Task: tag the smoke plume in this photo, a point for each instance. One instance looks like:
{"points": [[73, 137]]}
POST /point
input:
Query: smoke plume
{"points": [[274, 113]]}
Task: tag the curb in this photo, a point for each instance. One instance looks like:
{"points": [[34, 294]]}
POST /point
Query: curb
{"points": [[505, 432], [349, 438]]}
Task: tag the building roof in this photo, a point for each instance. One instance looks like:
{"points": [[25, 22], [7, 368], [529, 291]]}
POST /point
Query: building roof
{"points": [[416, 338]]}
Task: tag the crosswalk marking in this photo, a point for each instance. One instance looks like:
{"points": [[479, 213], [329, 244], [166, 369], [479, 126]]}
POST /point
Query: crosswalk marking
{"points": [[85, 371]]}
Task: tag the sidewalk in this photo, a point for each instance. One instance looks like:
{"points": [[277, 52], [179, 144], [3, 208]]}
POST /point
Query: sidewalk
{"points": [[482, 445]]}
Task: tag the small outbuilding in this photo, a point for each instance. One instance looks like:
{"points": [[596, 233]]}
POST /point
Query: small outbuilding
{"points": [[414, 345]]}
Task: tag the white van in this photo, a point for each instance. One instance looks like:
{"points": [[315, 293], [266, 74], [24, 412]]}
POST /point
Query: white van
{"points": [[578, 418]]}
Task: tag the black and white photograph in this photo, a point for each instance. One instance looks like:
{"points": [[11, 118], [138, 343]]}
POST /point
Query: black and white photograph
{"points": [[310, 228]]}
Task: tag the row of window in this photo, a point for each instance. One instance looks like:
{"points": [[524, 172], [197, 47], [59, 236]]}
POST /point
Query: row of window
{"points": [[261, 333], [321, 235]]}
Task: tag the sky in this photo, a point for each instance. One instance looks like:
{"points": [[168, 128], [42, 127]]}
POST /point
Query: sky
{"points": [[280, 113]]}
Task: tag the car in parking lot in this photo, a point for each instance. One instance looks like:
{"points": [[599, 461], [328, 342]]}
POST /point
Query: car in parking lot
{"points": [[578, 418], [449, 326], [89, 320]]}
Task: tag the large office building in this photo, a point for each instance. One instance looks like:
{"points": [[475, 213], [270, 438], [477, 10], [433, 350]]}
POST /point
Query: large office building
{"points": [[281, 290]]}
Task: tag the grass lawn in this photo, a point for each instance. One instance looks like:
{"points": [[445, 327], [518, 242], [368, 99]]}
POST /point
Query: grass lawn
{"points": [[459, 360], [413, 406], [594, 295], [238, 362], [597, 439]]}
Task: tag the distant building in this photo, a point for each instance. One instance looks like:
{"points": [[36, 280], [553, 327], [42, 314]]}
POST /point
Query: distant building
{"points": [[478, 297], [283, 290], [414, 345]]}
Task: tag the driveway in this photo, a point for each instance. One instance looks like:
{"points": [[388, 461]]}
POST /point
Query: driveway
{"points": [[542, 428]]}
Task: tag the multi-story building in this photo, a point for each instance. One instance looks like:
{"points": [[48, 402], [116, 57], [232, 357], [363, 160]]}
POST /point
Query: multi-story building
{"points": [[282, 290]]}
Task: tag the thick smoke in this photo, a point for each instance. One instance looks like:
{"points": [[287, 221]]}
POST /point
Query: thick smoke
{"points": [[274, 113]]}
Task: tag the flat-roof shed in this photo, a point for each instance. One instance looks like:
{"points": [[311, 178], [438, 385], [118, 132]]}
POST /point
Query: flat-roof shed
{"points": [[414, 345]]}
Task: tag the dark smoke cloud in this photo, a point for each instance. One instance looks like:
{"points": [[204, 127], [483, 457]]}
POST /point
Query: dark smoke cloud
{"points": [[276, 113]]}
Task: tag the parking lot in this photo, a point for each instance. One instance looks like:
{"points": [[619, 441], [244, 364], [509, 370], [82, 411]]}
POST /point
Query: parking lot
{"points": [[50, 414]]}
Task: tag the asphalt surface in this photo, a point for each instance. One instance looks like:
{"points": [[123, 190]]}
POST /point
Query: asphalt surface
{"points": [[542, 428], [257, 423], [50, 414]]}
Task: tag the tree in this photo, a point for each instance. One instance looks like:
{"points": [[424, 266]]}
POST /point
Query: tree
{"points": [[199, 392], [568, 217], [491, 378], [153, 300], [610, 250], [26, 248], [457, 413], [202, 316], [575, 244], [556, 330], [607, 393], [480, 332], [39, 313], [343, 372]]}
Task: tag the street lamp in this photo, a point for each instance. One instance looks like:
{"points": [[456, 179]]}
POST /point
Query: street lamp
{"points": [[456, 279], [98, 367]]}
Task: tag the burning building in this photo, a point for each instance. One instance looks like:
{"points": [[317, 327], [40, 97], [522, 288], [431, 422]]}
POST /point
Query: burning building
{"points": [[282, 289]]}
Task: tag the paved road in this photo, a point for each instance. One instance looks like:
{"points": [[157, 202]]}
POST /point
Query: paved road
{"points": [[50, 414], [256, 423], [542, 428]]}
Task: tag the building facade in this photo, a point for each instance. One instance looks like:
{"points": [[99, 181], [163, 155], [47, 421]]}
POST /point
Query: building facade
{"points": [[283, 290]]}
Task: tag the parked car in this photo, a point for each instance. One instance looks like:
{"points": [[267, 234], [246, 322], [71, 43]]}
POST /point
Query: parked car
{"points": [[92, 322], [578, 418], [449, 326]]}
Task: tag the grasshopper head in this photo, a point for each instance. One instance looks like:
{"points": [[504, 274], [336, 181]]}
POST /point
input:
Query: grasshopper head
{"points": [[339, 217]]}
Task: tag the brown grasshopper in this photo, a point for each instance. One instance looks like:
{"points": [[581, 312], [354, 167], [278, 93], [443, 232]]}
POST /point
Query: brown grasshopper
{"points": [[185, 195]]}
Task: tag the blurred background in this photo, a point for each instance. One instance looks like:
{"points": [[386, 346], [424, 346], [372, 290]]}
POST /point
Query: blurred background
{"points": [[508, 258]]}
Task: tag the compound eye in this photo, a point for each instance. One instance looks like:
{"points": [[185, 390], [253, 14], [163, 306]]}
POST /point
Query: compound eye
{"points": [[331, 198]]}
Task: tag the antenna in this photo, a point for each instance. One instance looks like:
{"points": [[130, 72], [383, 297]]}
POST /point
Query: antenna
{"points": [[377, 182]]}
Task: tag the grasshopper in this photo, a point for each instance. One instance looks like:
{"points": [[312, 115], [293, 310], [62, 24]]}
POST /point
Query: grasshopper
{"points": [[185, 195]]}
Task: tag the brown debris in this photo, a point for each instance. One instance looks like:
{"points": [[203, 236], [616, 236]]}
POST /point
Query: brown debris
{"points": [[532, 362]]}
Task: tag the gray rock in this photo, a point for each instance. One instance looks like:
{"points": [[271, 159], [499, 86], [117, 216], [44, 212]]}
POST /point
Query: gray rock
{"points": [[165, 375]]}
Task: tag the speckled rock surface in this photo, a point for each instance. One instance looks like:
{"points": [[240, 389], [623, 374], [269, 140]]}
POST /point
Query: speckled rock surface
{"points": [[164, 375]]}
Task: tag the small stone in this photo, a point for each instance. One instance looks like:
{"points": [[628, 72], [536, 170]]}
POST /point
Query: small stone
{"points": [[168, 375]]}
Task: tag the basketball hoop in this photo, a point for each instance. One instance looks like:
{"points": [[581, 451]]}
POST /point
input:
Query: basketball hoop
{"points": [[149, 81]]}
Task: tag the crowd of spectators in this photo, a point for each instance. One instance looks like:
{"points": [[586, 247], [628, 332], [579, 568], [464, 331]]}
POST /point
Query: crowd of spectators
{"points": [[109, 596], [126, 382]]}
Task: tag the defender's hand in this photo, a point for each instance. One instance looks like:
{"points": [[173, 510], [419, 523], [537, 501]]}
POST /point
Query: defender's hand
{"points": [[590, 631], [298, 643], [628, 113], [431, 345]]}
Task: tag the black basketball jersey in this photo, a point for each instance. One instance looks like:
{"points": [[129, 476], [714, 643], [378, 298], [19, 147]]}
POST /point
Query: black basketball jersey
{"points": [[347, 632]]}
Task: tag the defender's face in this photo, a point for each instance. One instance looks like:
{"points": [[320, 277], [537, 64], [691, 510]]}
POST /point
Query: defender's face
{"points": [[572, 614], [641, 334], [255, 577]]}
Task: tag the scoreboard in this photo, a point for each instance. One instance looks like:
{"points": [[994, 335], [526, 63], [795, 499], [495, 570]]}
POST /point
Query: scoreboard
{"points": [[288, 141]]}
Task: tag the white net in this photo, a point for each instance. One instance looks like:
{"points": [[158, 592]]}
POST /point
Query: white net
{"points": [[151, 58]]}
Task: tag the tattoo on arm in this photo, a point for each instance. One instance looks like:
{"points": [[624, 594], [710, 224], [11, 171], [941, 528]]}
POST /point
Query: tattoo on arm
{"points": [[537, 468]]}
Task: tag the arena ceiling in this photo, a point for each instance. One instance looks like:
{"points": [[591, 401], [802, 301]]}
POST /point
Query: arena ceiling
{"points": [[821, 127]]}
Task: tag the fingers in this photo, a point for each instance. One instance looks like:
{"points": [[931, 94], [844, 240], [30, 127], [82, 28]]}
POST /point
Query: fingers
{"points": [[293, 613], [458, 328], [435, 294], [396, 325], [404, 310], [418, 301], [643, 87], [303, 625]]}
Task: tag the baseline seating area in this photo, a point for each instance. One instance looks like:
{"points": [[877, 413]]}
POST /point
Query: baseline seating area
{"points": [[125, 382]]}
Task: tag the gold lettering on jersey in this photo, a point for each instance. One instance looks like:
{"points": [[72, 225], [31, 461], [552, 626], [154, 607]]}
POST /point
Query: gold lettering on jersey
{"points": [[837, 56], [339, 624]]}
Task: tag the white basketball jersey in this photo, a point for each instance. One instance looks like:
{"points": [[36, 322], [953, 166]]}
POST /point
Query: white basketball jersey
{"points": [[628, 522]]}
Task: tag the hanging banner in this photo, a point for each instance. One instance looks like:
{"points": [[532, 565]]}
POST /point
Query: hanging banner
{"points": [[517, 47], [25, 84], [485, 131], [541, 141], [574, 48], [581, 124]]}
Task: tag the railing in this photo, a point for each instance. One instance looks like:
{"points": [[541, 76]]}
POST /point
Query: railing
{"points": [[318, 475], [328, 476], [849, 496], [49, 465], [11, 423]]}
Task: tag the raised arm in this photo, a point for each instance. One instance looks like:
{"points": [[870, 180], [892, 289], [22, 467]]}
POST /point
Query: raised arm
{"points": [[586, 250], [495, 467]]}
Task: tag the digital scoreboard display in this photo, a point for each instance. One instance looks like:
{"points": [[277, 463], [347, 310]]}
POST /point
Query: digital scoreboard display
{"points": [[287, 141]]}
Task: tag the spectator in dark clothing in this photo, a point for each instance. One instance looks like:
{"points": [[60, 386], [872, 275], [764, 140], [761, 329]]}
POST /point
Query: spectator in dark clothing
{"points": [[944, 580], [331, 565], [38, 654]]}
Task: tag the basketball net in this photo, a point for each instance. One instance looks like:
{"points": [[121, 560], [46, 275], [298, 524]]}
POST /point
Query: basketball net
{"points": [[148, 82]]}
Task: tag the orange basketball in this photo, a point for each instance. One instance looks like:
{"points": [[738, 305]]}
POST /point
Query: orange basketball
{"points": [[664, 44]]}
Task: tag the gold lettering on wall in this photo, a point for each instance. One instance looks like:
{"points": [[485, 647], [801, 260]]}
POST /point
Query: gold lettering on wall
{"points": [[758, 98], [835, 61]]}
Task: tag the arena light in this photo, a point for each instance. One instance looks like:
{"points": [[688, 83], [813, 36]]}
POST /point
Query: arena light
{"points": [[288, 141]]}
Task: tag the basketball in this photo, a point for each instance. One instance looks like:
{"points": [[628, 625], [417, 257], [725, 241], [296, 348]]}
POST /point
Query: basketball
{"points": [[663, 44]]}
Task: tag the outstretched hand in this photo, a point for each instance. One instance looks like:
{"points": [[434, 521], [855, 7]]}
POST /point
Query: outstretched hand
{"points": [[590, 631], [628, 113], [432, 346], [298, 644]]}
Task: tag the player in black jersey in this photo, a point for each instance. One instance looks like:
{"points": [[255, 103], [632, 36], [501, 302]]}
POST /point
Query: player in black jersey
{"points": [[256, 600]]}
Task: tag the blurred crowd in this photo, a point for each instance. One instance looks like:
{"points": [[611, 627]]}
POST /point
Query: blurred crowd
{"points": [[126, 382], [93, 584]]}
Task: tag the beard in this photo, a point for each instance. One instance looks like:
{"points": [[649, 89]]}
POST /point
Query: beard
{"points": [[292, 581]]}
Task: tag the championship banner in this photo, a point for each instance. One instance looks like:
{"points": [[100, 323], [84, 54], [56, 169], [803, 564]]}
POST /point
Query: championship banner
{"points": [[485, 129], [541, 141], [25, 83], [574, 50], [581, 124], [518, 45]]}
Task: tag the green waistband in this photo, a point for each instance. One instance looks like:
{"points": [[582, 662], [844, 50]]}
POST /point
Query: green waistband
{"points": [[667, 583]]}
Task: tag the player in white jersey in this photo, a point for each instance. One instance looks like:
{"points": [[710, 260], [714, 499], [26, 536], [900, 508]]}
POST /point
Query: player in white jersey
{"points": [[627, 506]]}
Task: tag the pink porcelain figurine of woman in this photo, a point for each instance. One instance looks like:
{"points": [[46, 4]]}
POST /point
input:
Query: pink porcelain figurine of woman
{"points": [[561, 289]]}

_____

YOUR OBJECTIVE ▸ Return unchanged the part of the data that opens with the line containing "Task: tag the pink" and closes with the last line of the data above.

TASK RESPONSE ▸
Task: tag the pink porcelain figurine of woman in this photo, a point for each instance. One instance looks like:
{"points": [[46, 4]]}
POST /point
input:
Query: pink porcelain figurine of woman
{"points": [[561, 289]]}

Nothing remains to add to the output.